Text excerpt

----------

I still think it is too complicated.  Malicious/stress-testing users can
easily find many other denial of service attacks involving mutexes, without
needing root privilege like settimeofday().  Just using time syscalls,
there is a thread_lock() (not on curthread(?)) in get_thread_cputme().
Thread locking doesn't have much contention but it does use spinlocks so
it delays fast interrupts much the same as a general spinlock, especially
in the UP case.

I counted spinlocks and instructions in the "fast" clock interrupt handler.
There aren't many spinlocks, but there are too many instructions to be fast:

                    -current       my-5.2
Xtimerint          10k-50k        -
clkintr            -              896
hardclock          1091           842  (later counts are included in callers)
tc_windup          987            693
__udivdi3          498            422
timehands_update   163            -

-current is on i386 with an SMP kernel but on a 4x2 core system reduced
to 1x1 since tracing is too broken to work with multiple cores (the
multiple core are hard to control, and bugs cause crashes).  my-5.2 is
on i386 with a UP kernel on a 1x1 core system.  Xtimerint is a "fast"
interrupt handler.  clkintr is a normal interrupt handler scheduled
by a fast interrupt handler since the locking for a fast timer interrupt
handler is too hard to get right.  So the times for all the timer interrupt
handling that is now done by Xtimerint are unavailable in ~5.2.  They
are even larger -- much more for context switches.

tc_windup takes 30% more instructions in -current for not completely
obvious reasons.  50-60% of the overhead is for a pessimized division,
and somehow the compiler pessimizes this even better in -current than
in 5.2 (using old gcc instead of older gcc).  The division is 64/64 ->
64 bits.  On amd64, this would be a single instruction, but on i386 the
libcall is used.  The pessimizations are:
- the divisor (tc_frequency) is 64 bits, but for all supported timecounters
   it only needs 32 bits.  My CPU can be overclocked to need 33 bits for
   the TSC timecounter, but the only the bogus TSC-low timecounter is
   available, partly to avoid needing the 33rd bit
- i386 has a 64/32 -> 32 bit division instruction which can handle all the
   32-bit divisors that can occur, but no one ever bother to optimize
   __udivdi3 to use this, so the full 64-bit division is always done.
   __udivdi3 shows up in other instruction traces.  This is annoying but
   doesn't really matter since it is not called very often.

----------

Dataset excerpts

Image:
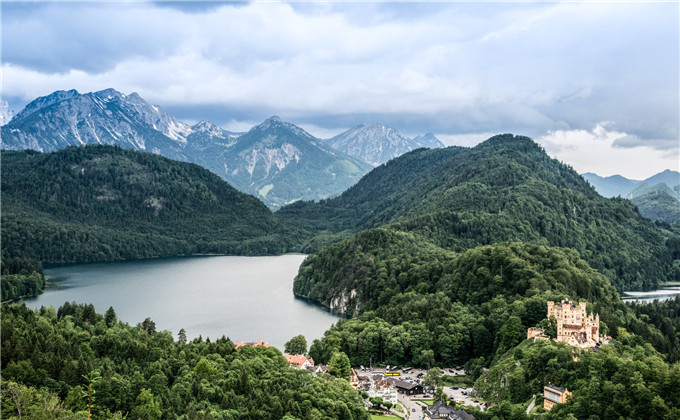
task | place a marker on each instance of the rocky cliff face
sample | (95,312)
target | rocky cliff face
(67,118)
(6,114)
(276,161)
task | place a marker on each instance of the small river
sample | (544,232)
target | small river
(243,298)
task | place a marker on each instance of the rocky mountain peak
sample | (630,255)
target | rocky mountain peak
(6,113)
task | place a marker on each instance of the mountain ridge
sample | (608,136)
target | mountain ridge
(504,189)
(377,144)
(66,118)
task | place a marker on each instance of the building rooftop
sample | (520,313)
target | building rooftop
(556,388)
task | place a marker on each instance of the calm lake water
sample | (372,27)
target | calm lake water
(243,298)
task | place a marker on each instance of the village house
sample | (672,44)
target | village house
(300,361)
(383,389)
(317,369)
(554,395)
(353,379)
(574,326)
(440,410)
(408,388)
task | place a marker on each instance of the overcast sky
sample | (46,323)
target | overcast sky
(595,84)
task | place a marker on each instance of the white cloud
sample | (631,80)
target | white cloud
(448,68)
(595,151)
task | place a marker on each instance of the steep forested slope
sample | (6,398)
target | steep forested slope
(103,203)
(505,189)
(50,357)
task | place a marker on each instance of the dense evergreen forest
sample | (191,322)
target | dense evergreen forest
(624,380)
(658,205)
(103,203)
(505,189)
(442,258)
(50,358)
(21,278)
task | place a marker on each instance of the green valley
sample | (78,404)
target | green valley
(104,203)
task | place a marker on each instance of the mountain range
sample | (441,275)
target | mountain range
(105,203)
(657,197)
(617,185)
(504,189)
(276,161)
(377,144)
(6,113)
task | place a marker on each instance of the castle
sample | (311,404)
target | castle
(574,326)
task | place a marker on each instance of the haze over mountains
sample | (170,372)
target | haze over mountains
(377,144)
(504,189)
(276,161)
(657,197)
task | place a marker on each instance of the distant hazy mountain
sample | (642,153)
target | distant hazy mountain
(668,177)
(611,186)
(504,189)
(659,204)
(281,163)
(103,203)
(376,144)
(428,140)
(67,118)
(657,197)
(6,113)
(616,185)
(276,161)
(660,187)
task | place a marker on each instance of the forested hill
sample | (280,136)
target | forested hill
(98,203)
(504,189)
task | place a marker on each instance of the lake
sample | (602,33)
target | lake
(243,298)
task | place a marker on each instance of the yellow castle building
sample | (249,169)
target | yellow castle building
(574,325)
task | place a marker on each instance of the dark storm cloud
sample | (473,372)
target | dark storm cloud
(450,68)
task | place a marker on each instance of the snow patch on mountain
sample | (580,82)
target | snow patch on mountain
(6,114)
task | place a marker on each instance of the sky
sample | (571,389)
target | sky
(596,84)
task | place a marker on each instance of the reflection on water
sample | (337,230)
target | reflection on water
(243,298)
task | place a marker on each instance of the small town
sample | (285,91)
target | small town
(413,393)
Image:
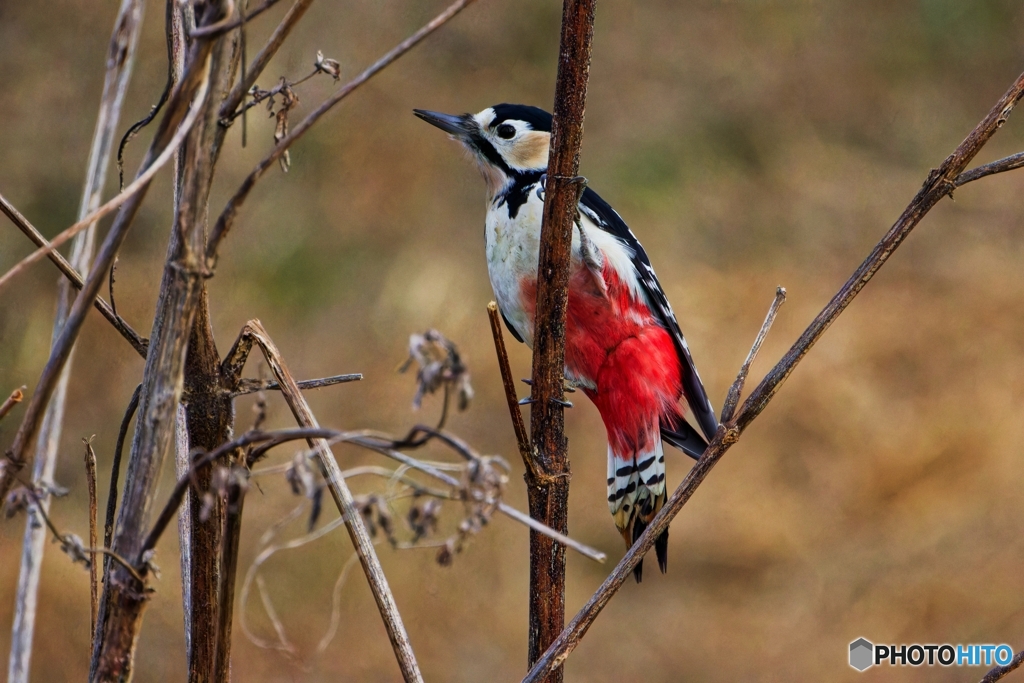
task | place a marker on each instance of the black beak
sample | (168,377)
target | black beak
(461,126)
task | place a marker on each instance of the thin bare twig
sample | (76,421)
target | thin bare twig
(262,58)
(73,542)
(120,59)
(112,495)
(10,401)
(343,499)
(521,436)
(226,218)
(168,133)
(938,184)
(1003,165)
(997,673)
(90,476)
(269,439)
(247,386)
(142,180)
(137,341)
(732,398)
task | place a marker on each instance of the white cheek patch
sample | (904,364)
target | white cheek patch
(529,150)
(484,118)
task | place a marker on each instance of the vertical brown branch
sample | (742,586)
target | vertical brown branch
(120,58)
(549,489)
(124,598)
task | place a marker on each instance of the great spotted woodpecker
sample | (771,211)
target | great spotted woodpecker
(624,347)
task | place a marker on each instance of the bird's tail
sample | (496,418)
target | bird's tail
(636,493)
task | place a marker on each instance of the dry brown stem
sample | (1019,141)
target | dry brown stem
(10,401)
(90,476)
(938,184)
(169,129)
(124,598)
(254,332)
(262,58)
(549,491)
(732,397)
(137,342)
(120,59)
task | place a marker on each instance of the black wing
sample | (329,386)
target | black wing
(683,436)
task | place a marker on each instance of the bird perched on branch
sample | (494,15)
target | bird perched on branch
(624,347)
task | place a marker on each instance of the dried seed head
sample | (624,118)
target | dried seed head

----------

What you will do
a. In the timer interrupt post, why was the 4x2 core system cut down to a single core for the -current measurements? Answer in one to three sentences.
b. Extend the timer interrupt post past its final sentence with a further point or two in the same style.
The entries play no part in this work.

Answers for this exercise
a. Tracing was too broken to work with multiple cores. The multiple cores were hard to control, and bugs caused crashes.

b.
>>> 	cpu_tick_calibrate(1);
>>> 	nanotime(&tbef);
>>> 	timespec2bintime(ts, &bt);
>>> @@ -1247,8 +1252,10 @@ tc_setclock(struct timespec *ts)
>>> 	bintime2timeval(&bt, &boottime);
>>
>> The leap second update to boottimebin in tc_windup() races with the
>> update to boottimebin here.  This can be fixed partially by using the
>> same locking there.  Then the locking would have to be a spin mutex
>> (or special).  This still doesn't fix non-atomic accesses to boottimebin
>> in nanotime() and friends.  Putting it in timehands seems to be best for
>> fixing that.
> Yes, timehands for bootimebin should be the solution, but
> not in the scope of this patch.  I will work on this right after the
> current changeset lands in svn.

You wrote the patch faster than I can reply :-).

>> boottime is easier to fix (and doesn't need to be in timehands).  It
>> is only used to copy it out in a historical sysctl.  The locking for
>> that is buggy.  We convert boottimebin to boottime here (now with locking)
>> but in the sysctl we copy out boottime non-atomically.
> Do we need boottime at all ?  Can't it be calculated from boottimebin
> on the sysctl invocation ?

Later calculation is cleaner and probably easier with correct locking.

boottime should be invariant after initialization.  The invariant copy
doesn't need any locking, except to initialize it.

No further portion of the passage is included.